%%
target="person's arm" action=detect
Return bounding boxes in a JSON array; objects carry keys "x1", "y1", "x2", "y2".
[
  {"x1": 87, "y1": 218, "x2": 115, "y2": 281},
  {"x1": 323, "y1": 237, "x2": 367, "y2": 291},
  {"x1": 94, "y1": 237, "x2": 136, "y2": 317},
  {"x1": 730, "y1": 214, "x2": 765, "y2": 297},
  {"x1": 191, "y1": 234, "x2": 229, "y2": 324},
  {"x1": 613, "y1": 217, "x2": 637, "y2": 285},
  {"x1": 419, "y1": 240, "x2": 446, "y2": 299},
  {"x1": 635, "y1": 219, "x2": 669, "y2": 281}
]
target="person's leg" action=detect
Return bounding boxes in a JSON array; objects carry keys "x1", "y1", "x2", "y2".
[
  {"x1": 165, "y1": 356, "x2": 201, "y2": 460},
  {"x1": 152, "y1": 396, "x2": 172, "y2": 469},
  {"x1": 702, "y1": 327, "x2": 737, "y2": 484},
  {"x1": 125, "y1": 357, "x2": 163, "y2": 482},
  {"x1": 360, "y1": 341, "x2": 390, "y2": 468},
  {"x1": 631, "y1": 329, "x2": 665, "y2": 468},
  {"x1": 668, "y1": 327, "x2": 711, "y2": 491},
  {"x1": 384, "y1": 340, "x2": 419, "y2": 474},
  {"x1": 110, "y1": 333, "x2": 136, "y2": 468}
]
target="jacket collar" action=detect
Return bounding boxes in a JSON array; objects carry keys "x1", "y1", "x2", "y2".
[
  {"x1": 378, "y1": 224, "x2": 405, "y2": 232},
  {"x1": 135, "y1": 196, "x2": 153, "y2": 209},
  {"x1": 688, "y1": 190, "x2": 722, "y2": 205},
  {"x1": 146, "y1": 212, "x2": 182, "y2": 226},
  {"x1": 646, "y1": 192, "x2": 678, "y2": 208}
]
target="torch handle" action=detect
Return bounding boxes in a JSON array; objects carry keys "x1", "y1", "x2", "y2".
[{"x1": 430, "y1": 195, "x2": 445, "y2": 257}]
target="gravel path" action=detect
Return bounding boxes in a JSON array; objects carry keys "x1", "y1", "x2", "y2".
%%
— PROBLEM STATEMENT —
Reply with one number: the count of lines in the entries that include the word "person".

— RESPONSE TO THE TASK —
2